EXERCISE AIM —
Among the entries below, take the line with "Each instance of the stone tracery" and the line with "Each instance of the central", and output them and every line between them exactly, with nothing else.

···

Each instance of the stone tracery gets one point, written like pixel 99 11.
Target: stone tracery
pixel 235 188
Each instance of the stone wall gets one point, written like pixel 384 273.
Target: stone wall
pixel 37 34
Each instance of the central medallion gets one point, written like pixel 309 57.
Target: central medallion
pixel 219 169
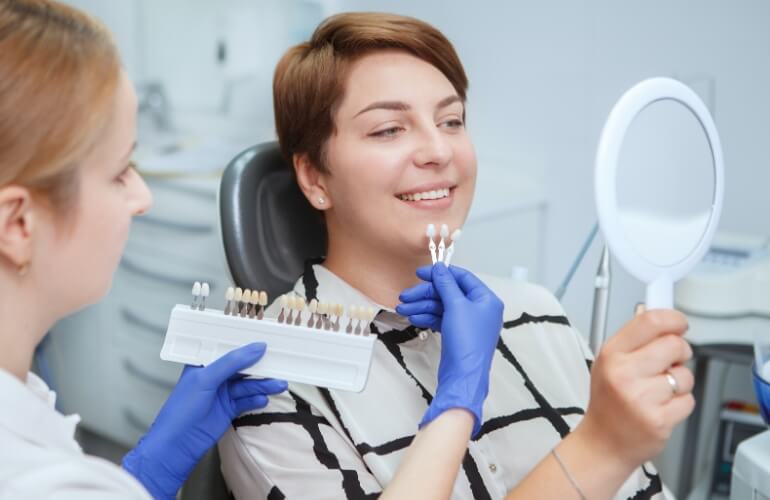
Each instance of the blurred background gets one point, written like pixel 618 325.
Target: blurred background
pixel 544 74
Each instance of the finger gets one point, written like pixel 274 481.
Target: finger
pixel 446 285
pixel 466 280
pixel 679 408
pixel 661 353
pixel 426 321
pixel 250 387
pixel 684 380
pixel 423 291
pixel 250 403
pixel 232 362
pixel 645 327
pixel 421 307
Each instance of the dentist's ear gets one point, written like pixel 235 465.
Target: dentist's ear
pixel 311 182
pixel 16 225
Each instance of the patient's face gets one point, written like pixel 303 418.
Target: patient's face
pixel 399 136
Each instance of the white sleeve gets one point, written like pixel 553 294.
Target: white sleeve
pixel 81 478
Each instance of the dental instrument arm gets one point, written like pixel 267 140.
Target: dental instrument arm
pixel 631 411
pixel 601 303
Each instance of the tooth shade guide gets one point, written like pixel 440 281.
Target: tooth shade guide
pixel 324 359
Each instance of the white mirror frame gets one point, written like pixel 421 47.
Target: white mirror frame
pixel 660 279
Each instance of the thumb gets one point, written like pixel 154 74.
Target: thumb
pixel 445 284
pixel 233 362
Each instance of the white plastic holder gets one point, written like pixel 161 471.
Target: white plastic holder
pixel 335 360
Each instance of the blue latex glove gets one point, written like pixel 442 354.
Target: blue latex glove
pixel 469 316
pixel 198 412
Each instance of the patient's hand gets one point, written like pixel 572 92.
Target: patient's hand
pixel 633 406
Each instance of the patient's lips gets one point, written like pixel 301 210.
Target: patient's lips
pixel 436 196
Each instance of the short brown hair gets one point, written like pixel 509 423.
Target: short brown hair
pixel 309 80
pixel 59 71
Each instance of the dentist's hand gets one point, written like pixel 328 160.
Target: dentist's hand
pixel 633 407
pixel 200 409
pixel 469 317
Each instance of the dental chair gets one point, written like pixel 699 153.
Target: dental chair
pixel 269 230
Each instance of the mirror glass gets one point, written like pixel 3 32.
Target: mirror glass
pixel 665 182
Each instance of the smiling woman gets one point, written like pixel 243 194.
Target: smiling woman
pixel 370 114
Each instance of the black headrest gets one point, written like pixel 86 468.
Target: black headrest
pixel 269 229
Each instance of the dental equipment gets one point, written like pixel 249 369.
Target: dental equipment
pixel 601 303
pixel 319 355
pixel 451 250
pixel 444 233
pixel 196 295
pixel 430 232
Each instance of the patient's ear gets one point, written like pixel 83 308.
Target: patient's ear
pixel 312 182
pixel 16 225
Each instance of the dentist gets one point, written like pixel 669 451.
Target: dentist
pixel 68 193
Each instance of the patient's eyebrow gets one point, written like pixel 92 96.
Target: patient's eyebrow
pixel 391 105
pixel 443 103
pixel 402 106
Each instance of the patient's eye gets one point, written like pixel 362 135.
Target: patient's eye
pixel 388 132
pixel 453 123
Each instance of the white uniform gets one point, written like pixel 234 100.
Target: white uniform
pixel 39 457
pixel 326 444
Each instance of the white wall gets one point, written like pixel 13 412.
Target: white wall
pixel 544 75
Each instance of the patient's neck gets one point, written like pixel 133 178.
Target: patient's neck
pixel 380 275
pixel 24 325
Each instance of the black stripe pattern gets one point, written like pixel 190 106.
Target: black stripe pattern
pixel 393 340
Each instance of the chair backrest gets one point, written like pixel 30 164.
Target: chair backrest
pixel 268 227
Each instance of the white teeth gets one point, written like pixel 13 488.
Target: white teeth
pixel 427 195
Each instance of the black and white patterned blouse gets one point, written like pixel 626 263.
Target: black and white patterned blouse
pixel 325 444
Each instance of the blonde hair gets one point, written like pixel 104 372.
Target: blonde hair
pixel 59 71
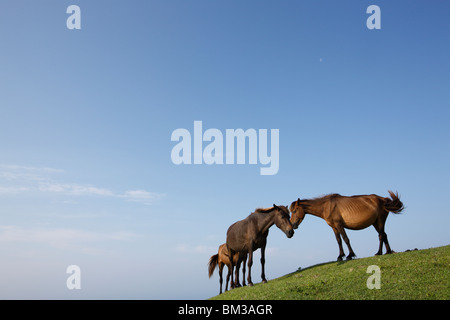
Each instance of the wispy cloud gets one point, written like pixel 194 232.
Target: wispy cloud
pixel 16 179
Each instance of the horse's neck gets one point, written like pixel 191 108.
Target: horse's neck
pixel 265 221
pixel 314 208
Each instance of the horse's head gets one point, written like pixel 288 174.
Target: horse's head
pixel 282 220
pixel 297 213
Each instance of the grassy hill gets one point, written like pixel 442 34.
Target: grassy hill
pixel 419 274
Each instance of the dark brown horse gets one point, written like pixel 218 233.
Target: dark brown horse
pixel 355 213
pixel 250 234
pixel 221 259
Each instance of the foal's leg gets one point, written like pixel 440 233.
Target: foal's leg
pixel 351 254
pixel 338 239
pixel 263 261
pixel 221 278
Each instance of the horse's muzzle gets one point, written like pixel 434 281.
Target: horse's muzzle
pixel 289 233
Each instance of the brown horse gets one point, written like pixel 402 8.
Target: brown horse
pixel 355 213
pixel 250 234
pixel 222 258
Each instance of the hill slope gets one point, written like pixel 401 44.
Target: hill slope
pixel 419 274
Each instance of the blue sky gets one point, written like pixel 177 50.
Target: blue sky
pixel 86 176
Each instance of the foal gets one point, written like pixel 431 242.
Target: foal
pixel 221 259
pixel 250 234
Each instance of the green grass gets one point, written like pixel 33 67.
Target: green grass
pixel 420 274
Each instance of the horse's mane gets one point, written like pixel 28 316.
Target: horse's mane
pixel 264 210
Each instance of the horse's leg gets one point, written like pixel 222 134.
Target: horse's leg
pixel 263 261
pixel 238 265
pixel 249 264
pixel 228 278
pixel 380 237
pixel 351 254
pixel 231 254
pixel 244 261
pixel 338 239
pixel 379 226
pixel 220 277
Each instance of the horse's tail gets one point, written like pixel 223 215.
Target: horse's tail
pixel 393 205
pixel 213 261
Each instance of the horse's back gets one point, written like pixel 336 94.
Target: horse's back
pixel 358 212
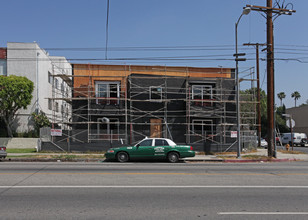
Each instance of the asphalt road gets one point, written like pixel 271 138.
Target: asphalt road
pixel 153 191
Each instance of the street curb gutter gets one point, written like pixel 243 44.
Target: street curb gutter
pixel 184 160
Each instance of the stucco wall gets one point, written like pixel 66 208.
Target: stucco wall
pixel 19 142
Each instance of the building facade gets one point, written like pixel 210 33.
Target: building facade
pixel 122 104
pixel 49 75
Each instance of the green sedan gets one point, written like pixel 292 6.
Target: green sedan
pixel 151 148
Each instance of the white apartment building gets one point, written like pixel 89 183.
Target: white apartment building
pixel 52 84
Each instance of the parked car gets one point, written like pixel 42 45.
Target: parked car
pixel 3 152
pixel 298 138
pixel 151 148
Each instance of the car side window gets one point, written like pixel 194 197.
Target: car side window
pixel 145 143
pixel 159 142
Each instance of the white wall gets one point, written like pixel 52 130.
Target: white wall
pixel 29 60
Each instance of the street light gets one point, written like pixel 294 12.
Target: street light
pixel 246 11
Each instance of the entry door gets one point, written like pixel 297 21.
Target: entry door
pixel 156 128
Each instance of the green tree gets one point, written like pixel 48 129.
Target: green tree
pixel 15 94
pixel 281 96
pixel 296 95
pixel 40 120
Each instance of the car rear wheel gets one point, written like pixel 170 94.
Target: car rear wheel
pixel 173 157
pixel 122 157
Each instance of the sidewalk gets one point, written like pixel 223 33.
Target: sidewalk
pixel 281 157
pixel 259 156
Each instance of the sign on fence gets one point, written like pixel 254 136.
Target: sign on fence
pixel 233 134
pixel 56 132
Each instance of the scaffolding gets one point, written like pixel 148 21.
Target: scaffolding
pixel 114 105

···

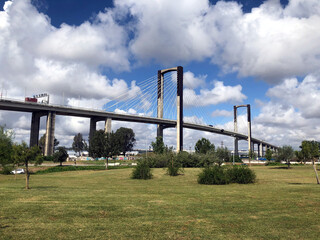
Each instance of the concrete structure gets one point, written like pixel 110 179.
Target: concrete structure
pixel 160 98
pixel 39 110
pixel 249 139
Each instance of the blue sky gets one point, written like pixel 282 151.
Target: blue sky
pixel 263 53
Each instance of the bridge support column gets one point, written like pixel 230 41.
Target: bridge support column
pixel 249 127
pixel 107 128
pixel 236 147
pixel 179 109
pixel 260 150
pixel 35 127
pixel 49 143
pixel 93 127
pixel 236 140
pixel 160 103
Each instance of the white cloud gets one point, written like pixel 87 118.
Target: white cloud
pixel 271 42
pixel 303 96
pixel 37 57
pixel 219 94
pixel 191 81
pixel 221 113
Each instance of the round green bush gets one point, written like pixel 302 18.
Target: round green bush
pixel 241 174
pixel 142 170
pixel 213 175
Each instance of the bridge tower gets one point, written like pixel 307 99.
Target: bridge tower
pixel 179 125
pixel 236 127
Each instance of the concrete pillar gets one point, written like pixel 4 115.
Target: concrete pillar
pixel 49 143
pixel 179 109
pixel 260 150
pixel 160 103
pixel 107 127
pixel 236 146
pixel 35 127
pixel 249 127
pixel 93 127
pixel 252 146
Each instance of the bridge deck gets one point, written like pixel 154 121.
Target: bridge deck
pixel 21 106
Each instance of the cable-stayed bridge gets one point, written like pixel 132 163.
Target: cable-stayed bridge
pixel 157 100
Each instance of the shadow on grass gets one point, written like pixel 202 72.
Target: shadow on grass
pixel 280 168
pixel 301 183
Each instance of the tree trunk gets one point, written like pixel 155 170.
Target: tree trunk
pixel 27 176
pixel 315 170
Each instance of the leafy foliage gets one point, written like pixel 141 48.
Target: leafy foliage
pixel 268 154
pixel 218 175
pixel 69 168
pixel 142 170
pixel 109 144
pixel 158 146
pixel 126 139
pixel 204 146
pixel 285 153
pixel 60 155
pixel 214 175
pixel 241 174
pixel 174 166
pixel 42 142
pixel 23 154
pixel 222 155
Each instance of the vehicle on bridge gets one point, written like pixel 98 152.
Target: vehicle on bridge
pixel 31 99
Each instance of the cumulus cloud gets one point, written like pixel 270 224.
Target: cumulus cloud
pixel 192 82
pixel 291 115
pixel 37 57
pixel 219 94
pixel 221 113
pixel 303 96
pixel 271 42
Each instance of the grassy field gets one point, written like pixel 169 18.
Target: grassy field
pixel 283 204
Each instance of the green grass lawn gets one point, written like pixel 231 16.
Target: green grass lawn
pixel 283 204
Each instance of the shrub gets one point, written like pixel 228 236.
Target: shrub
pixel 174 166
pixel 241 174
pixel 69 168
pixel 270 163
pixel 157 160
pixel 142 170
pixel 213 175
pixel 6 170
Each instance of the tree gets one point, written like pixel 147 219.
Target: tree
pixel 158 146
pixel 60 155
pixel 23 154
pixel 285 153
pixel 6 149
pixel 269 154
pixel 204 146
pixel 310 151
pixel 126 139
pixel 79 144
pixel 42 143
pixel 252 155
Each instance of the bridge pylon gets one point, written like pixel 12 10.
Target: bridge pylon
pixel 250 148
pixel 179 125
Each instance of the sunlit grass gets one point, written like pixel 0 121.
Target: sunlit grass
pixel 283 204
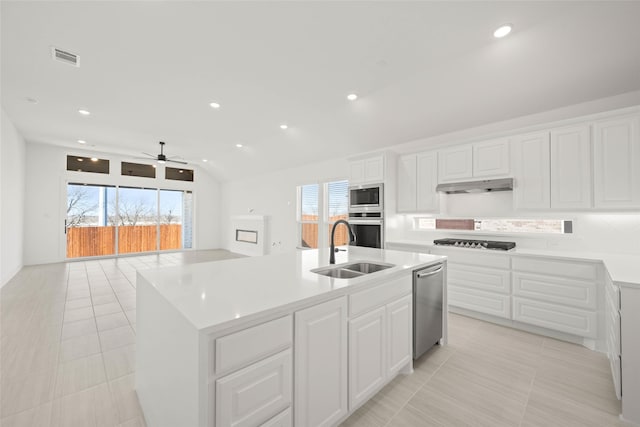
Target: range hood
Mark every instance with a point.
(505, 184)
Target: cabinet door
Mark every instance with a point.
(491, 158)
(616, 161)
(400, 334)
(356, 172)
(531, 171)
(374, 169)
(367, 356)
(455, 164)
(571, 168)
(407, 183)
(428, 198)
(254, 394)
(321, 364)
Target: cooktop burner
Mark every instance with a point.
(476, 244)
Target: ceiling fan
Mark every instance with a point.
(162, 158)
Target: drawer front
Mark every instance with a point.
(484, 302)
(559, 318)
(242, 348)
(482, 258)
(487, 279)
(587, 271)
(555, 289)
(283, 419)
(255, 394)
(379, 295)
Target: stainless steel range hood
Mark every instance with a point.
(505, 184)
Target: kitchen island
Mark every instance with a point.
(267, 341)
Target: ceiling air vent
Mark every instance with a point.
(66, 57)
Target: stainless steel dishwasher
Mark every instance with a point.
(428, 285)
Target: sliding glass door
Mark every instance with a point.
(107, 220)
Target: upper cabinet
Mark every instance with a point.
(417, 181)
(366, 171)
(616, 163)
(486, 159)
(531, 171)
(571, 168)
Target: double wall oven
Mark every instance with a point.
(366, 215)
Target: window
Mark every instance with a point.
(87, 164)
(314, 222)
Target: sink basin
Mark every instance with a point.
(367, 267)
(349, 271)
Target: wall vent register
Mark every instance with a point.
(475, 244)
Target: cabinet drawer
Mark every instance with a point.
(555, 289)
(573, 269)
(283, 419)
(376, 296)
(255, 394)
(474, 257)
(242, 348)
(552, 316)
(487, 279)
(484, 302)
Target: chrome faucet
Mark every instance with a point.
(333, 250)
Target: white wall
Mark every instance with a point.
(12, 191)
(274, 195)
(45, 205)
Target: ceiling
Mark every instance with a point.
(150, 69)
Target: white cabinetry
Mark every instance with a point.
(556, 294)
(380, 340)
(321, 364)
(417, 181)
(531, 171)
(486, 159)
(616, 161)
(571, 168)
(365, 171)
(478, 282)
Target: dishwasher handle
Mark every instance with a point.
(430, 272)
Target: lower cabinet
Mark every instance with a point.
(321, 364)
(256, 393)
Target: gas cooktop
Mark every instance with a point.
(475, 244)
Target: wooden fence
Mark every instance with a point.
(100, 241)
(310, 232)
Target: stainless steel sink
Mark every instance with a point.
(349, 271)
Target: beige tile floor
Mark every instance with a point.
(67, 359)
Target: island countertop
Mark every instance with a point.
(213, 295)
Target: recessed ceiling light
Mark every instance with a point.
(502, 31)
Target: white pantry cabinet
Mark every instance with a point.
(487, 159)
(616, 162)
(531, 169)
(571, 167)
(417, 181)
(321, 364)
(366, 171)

···

OUTPUT FOR THIS EXERCISE —
Each instance of the stone tracery gets one point, written like pixel 99 11.
Target: stone tracery
pixel 235 188
Each instance of the stone wall gets one point, written like pixel 384 273.
Target: stone wall
pixel 37 34
Each instance of the central medallion gets one point, written like pixel 309 57.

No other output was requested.